==== Supplied information ====
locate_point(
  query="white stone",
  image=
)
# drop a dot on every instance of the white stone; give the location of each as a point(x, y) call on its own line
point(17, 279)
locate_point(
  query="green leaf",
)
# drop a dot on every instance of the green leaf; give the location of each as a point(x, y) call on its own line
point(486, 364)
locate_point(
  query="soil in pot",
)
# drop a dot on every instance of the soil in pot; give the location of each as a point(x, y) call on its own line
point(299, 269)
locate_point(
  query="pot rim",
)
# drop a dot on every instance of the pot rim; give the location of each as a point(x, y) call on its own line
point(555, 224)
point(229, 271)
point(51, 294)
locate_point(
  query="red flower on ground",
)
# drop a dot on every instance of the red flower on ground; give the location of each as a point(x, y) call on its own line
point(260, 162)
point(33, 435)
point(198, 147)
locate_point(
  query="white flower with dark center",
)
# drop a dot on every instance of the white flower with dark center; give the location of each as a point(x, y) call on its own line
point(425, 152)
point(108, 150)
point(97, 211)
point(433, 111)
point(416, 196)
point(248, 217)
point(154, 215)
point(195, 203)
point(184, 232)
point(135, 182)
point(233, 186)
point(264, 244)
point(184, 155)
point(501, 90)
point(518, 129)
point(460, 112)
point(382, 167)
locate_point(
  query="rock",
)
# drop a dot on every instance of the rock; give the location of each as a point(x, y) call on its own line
====
Request> Rewrite all of the data above as a numbered list, one line per item, with blank lines omitted.

Complete response>
1. locate_point(
2.   query="white stone",
3.   image=
4. )
5. # drop a dot on every instance of the white stone; give the location of each as a point(x, y) call on its own line
6. point(17, 279)
7. locate_point(
8.   query="green leaf",
9. )
10. # drop a dot on every instance of the green leaf; give the location of each as a point(x, y) call on its own line
11. point(486, 364)
12. locate_point(
13.   query="soil in pot",
14. )
15. # drop a dot on every instance of the soil in pot; give the location of each as a point(x, y) call on its own line
16. point(299, 269)
17. locate_point(
18.   query="pot rim",
19. )
20. # drop a dot on every instance of the pot rim; give the location of each as a point(x, y) call on its own line
21. point(555, 224)
22. point(229, 271)
23. point(51, 294)
24. locate_point(
25.   query="red flower on ground",
26. )
27. # drop a dot on every instance of the red flower on ground; give the location of each as a point(x, y) call on its own line
28. point(260, 162)
29. point(33, 435)
30. point(198, 147)
31. locate_point(
32.   query="white flower with dark center",
33. )
34. # drop a dot on every instance of the white flower with dark center; give the location of each as a point(x, y) call on its own line
35. point(425, 152)
36. point(108, 150)
37. point(97, 211)
38. point(433, 111)
39. point(416, 196)
40. point(248, 217)
41. point(154, 215)
42. point(195, 203)
43. point(184, 232)
44. point(135, 182)
45. point(233, 186)
46. point(264, 244)
47. point(184, 155)
48. point(501, 90)
49. point(518, 129)
50. point(460, 112)
51. point(382, 167)
52. locate_point(
53.   query="rock",
54. )
55. # drop a dot on every instance of the rock; give the location of each as a point(x, y) call on its own line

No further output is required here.